_What the task requires_
Using the entries that follow, collect the lines where the word "tent" appears.
Start of Supplied material
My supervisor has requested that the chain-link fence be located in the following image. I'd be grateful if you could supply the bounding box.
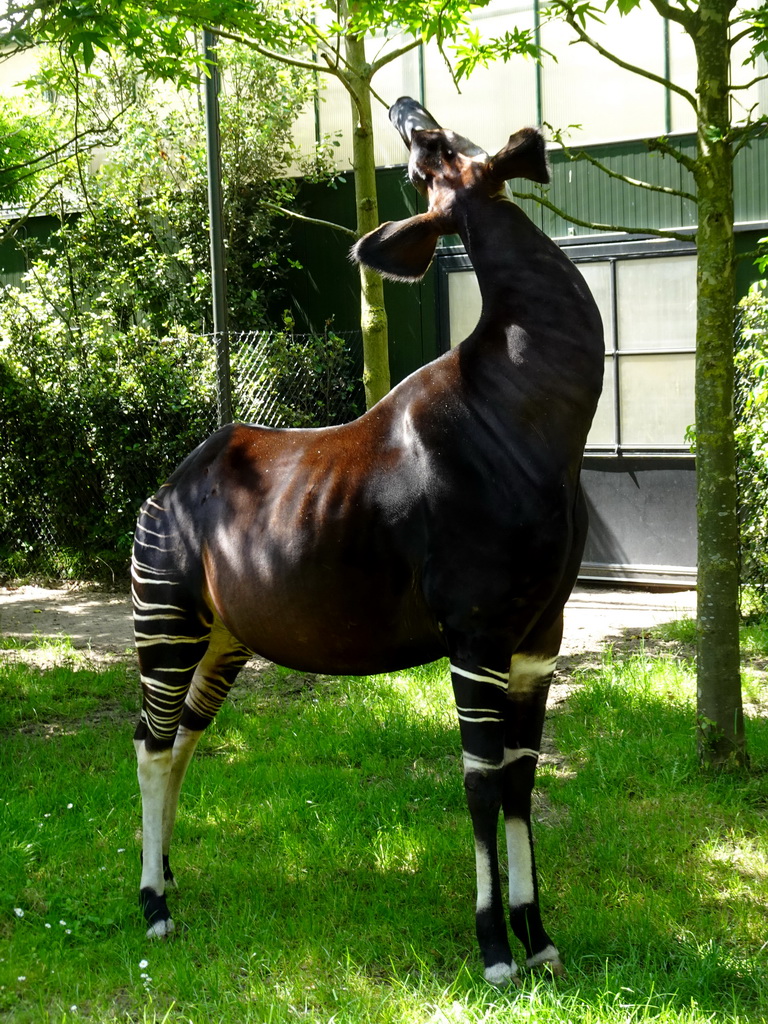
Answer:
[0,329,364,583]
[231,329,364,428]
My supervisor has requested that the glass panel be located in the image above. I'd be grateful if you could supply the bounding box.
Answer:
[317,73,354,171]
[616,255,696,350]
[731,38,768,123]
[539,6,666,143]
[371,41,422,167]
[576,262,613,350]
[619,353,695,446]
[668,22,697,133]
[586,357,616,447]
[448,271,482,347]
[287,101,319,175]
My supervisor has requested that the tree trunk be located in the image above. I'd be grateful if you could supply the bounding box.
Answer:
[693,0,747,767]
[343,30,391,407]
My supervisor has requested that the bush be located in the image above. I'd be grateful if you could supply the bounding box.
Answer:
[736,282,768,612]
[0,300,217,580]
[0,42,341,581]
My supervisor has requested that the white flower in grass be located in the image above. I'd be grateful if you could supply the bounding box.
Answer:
End of Supplied material
Start of Supplied material
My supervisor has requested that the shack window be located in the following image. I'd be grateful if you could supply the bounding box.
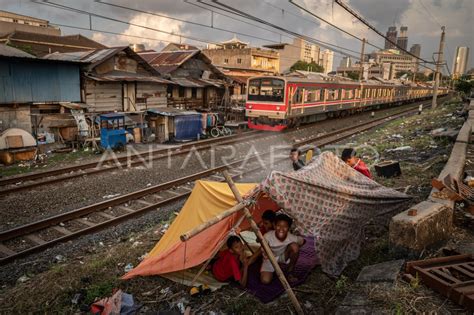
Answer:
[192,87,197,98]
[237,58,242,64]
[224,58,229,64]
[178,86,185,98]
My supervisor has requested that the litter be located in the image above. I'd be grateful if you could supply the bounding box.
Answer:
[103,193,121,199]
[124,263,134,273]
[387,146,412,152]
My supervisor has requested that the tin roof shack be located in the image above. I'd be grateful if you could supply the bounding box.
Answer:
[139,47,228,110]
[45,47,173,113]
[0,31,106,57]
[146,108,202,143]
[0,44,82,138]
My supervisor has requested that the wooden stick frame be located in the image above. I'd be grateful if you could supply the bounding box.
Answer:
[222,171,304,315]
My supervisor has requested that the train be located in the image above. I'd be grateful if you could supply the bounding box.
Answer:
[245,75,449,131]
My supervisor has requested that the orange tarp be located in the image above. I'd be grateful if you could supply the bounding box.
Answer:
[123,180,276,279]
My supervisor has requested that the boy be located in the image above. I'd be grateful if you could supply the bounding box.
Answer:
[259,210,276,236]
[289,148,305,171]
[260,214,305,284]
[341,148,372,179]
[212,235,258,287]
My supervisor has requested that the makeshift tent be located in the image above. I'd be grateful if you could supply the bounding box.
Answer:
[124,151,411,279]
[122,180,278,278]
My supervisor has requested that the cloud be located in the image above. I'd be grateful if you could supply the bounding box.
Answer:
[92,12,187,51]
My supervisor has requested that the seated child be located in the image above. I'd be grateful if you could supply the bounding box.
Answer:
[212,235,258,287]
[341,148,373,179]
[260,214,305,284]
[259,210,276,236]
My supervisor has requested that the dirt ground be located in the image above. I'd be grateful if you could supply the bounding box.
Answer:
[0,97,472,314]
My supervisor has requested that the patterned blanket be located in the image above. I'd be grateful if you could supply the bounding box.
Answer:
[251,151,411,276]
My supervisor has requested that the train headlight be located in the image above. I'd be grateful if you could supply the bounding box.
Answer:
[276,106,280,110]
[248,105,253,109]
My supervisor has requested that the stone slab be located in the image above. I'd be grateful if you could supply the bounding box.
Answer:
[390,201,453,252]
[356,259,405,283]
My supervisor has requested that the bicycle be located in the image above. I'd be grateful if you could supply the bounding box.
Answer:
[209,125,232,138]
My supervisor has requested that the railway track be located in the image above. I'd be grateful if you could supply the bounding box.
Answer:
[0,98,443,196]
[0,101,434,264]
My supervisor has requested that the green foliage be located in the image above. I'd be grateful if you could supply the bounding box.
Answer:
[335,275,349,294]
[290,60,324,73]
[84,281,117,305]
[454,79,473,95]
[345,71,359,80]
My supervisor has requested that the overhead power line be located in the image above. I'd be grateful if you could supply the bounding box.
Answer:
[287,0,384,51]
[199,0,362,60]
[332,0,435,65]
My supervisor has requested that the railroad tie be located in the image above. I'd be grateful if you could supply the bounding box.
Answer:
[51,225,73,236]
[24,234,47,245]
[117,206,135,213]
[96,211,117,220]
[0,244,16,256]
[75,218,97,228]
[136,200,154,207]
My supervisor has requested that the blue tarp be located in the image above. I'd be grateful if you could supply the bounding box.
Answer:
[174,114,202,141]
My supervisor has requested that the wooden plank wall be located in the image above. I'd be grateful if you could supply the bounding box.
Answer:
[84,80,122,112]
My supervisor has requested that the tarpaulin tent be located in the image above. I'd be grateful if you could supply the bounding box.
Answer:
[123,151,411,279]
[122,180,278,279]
End of Supplied material
_The completed task_
My supervisor has requested that the makeshift tent be located in the image above. I'd be grateful if you could supply the bounding box.
My supervisor has requested that the tarpaulin tent be located in the image above. I'd be grateful if you could supply the bounding box.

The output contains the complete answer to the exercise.